At a state and national level, governments need to immediately ban logging in all old growth forests, and commit to more conservation measures such as buffer zones around National Parks. They also need to increase connectivity between reserves, create more wildlife corridors, and legislate proposed new biodiversity reserves such as The Great Koala National Park.
Government assistance for landholders and farmers to conserve and enhance biodiversity on their properties must be provided. Farmer and landholder education on how to conserve biodiversity and natural ecosystems should be promoted and measures (like the wonderful Land for Wildlife program) enhanced. Regenerative agriculture should become the norm, not the exception, and this will also foster greater resilience to drought in the agricultural sector as climate change worsens.
Biodiversity and infectious diseases: Nature strikes back
Well, what scientists and medical professionals have been warning us for ages, not to mention films like Contagion and TED talks such as the one given by Bill Gates in 2014, has finally happened – a global pandemic, the likes of which the world has not seen for at least 100 years, has swept the globe and impacted human society in a profound manner. Like a biological earthquake – we knew this was coming… not the precise date of impact, but statistically, this was on the cards.
Covid-19 is only the latest of the many infectious diseases that have been transferred to humans from animals (what is termed ‘Zoonotic spillover’) in the last couple of decades. Others include Ebola in 1996, Bird flu in 1997, SARS in 2002, Swine flu in 2007, and MERS in 2012. .
Kate Jones, Professor of ecology and biodiversity at University College London, and colleagues found that 60 per cent of the 335 diseases that emerged between 1960 and 2004, came from non-human animals.
Research suggests that outbreaks of animal-borne and other infectious diseases are on the rise, and there is good evidence to show that it is increasingly human activity and resulting environmental change, including our destruction of biodiversity, that creates the conditions for new viruses to cross the animal-human boundary to create the novel diseases to which humans have no immunity, like COVID-19.
Human activities such as deforestation, mining, road building through wilderness areas, rapid urbanization, and overcrowding in cities, create the sort of environment where such diseases can emerge. The threat in urban areas is particularly high if densely packed populations engage in intense interactions with a range of wild and domestic animals, such as occurs in ‘wet’ (fresh meat) markets. Wherever there are lots of novel interactions of species occurring, the likelihood of cross-species transmission of pathogens increases.
With urbanization, human population, overcrowding of cities, deforestation, and habitat destruction all increasing globally, it is likely that it is just a matter of time before we are challenged by more zoonotic diseases as the 21st century progresses.
Dr Willow Hallgren is an earth-system scientist who studies the impact of climate change on ecosystems and biodiversity, the feedbacks between vegetation and the climate, and how policy can influence climate change, by changing how we use the land.
Willow has previously worked as a climate and biodiversity scientist in government, industry, and academic roles in both Australia and the USA at the Massachusetts Institute of Technology (MIT). She was also previously the Science editor of Monash University’s student newspaper Lot’s Wife.
She is a city escapee of many years now and is currently hiding out among the hill tribes of the beautiful Tweed Valley.

----------

**WHAT TO PRODUCE**. From the passage on biodiversity and zoonotic disease, extract everything from "Human activities such" down to "21st century progresses.", copying it word for word.

**SOURCE DATA**.
----------

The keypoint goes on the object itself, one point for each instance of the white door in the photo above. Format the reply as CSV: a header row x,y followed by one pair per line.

----------

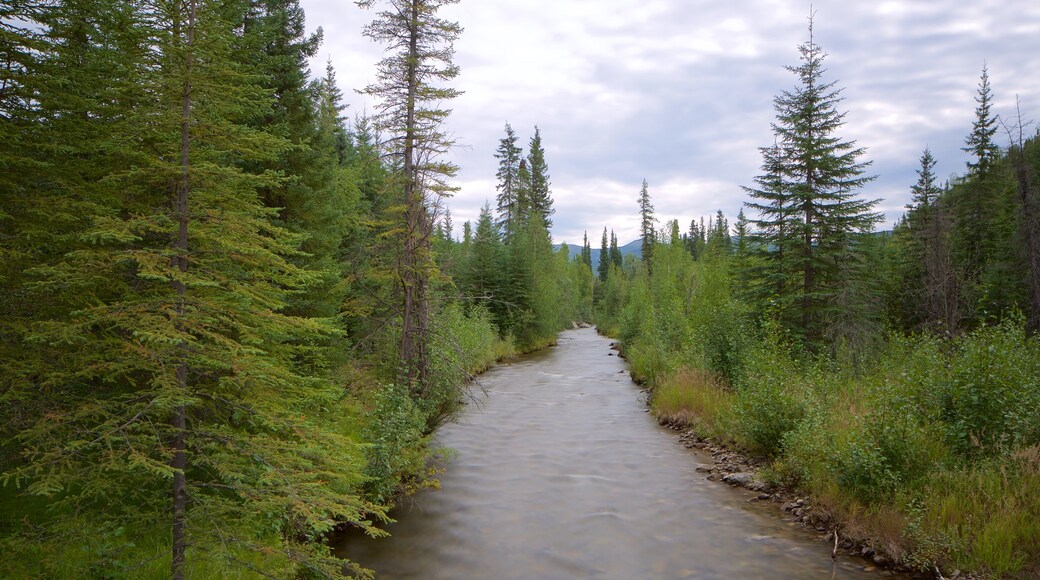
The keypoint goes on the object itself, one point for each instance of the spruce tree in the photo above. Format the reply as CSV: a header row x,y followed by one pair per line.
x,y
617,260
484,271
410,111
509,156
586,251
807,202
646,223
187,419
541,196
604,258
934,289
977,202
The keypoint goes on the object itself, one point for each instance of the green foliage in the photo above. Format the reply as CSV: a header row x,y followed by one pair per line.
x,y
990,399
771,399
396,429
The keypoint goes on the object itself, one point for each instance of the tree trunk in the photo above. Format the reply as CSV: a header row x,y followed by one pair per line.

----------

**RESULT OF THIS TASK**.
Human activities such as deforestation, mining, road building through wilderness areas, rapid urbanization, and overcrowding in cities, create the sort of environment where such diseases can emerge. The threat in urban areas is particularly high if densely packed populations engage in intense interactions with a range of wild and domestic animals, such as occurs in ‘wet’ (fresh meat) markets. Wherever there are lots of novel interactions of species occurring, the likelihood of cross-species transmission of pathogens increases.
With urbanization, human population, overcrowding of cities, deforestation, and habitat destruction all increasing globally, it is likely that it is just a matter of time before we are challenged by more zoonotic diseases as the 21st century progresses.